**Written problem**
Rewrite the lines from the one containing "the black trouser" through the last line of the items as a Markdown table with the columns Row and Line, numbering the rows and leaving out blank lines.

┌──

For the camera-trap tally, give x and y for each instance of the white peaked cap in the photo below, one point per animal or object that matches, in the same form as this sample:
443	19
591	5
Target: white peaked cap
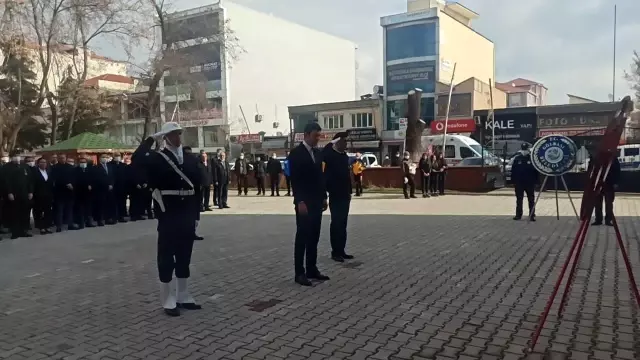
168	127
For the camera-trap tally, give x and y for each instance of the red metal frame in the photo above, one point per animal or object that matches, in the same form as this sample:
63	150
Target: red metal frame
597	176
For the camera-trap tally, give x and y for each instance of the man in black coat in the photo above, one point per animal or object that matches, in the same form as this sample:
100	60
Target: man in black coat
337	176
310	200
525	177
19	187
104	180
84	194
274	169
608	193
207	180
64	180
120	187
221	179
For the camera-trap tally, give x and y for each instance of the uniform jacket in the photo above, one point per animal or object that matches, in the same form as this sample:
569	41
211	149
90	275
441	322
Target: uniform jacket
522	171
274	167
307	180
181	212
336	173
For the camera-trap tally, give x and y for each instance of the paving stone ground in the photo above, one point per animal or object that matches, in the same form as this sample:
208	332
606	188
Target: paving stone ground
446	278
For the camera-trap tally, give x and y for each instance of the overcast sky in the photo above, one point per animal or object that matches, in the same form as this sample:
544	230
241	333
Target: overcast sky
565	44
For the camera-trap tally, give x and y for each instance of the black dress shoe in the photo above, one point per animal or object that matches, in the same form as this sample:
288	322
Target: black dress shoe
172	312
318	276
302	280
189	306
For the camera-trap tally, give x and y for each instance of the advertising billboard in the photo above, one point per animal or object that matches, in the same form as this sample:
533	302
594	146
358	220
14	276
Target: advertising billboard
401	78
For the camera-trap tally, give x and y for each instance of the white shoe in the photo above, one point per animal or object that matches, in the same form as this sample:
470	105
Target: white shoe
167	295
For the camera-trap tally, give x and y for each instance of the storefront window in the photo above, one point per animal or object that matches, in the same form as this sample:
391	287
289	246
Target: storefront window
396	109
411	41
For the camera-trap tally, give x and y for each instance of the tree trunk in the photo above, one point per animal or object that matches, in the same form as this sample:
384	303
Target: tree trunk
415	126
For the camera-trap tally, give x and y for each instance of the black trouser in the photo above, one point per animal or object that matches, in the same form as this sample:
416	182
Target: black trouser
175	244
358	181
20	219
288	180
425	183
338	230
243	184
275	183
608	196
43	213
531	197
64	210
83	210
206	196
307	236
433	184
223	190
260	183
410	186
121	204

└──

**Reply to the task**
| Row | Line |
|---|---|
| 1 | For the camera-trap tally, give x and y for each instance of the black trouser in the photo above, one point per animal or object that matches, in the same form as this sample: |
| 2 | 416	182 |
| 3 | Target: black trouser |
| 4 | 175	244 |
| 5 | 358	181 |
| 6 | 20	219 |
| 7 | 288	180 |
| 8 | 425	183 |
| 9 | 338	230 |
| 10 | 243	184 |
| 11 | 275	183 |
| 12 | 608	196 |
| 13 | 43	213 |
| 14 | 531	197 |
| 15 | 64	210 |
| 16 | 83	210 |
| 17 | 206	196 |
| 18 | 307	236 |
| 19 | 433	184 |
| 20 | 223	190 |
| 21 | 260	183 |
| 22 | 410	186 |
| 23 | 121	204 |